• [Supplied text]:
┌────────

I have pulled up to 40+ cars and a caboose with one loco - a big Legacy steamer. I've run ab out 12 18" passenger cars and three dummy Eunits with one Legacy E (two motors). 

In both cases the locos were working hard and I normally don't do that many.


----------



## gunrunnerjohn (Nov 10, 2010)

I've done around 60, didn't do an exact count at the time. Harry Henning was pulling 90 behind his Lionel Legacy Y6, it didn't seem like any problem at all. He may need new traction tires now, but it managed to pull them. I suspect in the 30-40 range is about as many as is smart to pull with one locomotive. I'm sure we were a bit overloaded in these efforts. I know when I used the two Legacy U-Boats to pull 115, the traction tires had a bunch of little orange peal divots out of them, so I think they were working pretty hard!


----------



## BWA (Jun 16, 2012)

I've pulled 45 cars, plus a heavy tender and a caboose with a single non Magnatraction American Flyer 3/16 scale O gauge loco.

Also, no traction tires, just metal on metal, as it should be............

https://www.youtube.com/watch?v=_NeAOeqFOfg&feature=youtu.be


----------



## sjm9911 (Dec 20, 2012)

BwA, they didn't get to far I wish I had a bigger layout! I pulled 10 to 18 cars with postwar stuff, but I sware the trainmaster can do double that. I did have coupler issues as there all original, too lazy to fix them. The ones that losen up the most go to the back!


----------



## Laidoffsick (Sep 20, 2015)

Traction tires will fail 1st...just because it will, doesn't mean it should. Consider the engine, weight of the cars, and any grades. I run Kadee couplers, so they are never an issue, but tires get replaced often.


----------



## BWA (Jun 16, 2012)

Yeah, I only had about half of my 22 x 24 foot loop laid down. With nearly 40 feet of train,
I only had about 20 feet of running room.......

Hoping to get my permanent bench work completed this year so I can complete the main loop.


----------



## PatKn (Jul 14, 2015)

As you can see there are various results depending on the layout. The diameter of the curves and the flatness of the track will impact the number of cars you can pull. As LOS said watch out for tires. Pulling a heavy load with a single engine can result in stretched tires.

└────────

• [Tasks and exercises]:
A: Copy the passage from the model train thread word for word, from "Traction tires will" through "of running room.......", inclusive.
B: Translate this sentence from the model train thread into Spanish: "The diameter of the curves and the flatness of the track will impact the number of cars you can pull."

(Entries from a dataset)

┌────────

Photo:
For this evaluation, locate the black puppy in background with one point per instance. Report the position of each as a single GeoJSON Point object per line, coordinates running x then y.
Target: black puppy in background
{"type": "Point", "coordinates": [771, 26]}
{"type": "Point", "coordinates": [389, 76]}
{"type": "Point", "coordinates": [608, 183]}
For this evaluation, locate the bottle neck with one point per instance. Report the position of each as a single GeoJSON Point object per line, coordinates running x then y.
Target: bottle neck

└────────

• [Task results]:
A:
Traction tires will fail 1st...just because it will, doesn't mean it should. Consider the engine, weight of the cars, and any grades. I run Kadee couplers, so they are never an issue, but tires get replaced often.


----------



## BWA (Jun 16, 2012)

Yeah, I only had about half of my 22 x 24 foot loop laid down. With nearly 40 feet of train,
I only had about 20 feet of running room.......

B: El diámetro de las curvas y la planitud de la vía influirán en el número de vagones que puedes arrastrar.